What the task requires: Your answer should hold all lines of the entries that include the word "door".

Records shown:

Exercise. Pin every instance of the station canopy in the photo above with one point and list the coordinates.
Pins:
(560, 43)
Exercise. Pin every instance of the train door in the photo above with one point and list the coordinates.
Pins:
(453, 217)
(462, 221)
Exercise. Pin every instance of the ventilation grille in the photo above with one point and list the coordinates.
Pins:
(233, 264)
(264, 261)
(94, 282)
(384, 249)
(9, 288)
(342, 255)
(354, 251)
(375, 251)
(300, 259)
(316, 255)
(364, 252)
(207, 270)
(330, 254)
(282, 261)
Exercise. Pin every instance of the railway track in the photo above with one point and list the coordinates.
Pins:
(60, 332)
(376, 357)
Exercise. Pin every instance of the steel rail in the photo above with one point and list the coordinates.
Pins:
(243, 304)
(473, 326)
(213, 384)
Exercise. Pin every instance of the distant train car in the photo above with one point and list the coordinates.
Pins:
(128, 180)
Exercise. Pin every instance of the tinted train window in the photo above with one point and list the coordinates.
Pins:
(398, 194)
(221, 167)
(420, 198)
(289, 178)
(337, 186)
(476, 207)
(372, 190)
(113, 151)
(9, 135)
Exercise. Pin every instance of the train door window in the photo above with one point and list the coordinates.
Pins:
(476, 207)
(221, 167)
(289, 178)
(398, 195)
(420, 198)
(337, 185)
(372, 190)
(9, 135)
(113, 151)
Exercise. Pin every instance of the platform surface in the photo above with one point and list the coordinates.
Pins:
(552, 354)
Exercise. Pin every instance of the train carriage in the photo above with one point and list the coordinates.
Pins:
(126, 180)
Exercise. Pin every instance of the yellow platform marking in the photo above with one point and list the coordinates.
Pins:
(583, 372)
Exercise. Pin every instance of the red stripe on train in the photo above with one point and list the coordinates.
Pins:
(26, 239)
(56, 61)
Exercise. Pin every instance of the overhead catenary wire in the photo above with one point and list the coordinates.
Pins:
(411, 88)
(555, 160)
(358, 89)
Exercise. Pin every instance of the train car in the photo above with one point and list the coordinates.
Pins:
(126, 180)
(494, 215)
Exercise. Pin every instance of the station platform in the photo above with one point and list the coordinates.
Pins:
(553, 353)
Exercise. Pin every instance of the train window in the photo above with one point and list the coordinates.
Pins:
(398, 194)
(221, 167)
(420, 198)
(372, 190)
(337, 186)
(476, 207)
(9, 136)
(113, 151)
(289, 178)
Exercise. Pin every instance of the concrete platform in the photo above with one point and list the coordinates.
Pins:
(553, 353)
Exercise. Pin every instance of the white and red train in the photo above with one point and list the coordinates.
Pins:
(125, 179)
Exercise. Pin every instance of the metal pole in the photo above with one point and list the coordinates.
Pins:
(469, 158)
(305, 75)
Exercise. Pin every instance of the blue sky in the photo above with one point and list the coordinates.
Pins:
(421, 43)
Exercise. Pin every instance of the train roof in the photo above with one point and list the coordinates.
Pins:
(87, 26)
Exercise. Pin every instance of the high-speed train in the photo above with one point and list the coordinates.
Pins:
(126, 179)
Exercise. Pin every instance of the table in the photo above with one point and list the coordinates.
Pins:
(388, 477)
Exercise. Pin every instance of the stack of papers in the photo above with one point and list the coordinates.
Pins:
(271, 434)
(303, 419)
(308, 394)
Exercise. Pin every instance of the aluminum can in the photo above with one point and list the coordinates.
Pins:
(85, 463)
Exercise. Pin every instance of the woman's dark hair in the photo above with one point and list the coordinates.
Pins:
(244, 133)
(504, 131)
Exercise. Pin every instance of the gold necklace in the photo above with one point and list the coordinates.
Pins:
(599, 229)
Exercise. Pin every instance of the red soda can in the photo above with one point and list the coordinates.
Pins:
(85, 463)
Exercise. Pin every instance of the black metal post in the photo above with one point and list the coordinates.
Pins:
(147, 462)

Response:
Exercise. Pin every instance of the train door in the photo above with one point and list the coordinates.
Exercise. Pin every instance of the train door window in the photo above with one point and list the coordinates.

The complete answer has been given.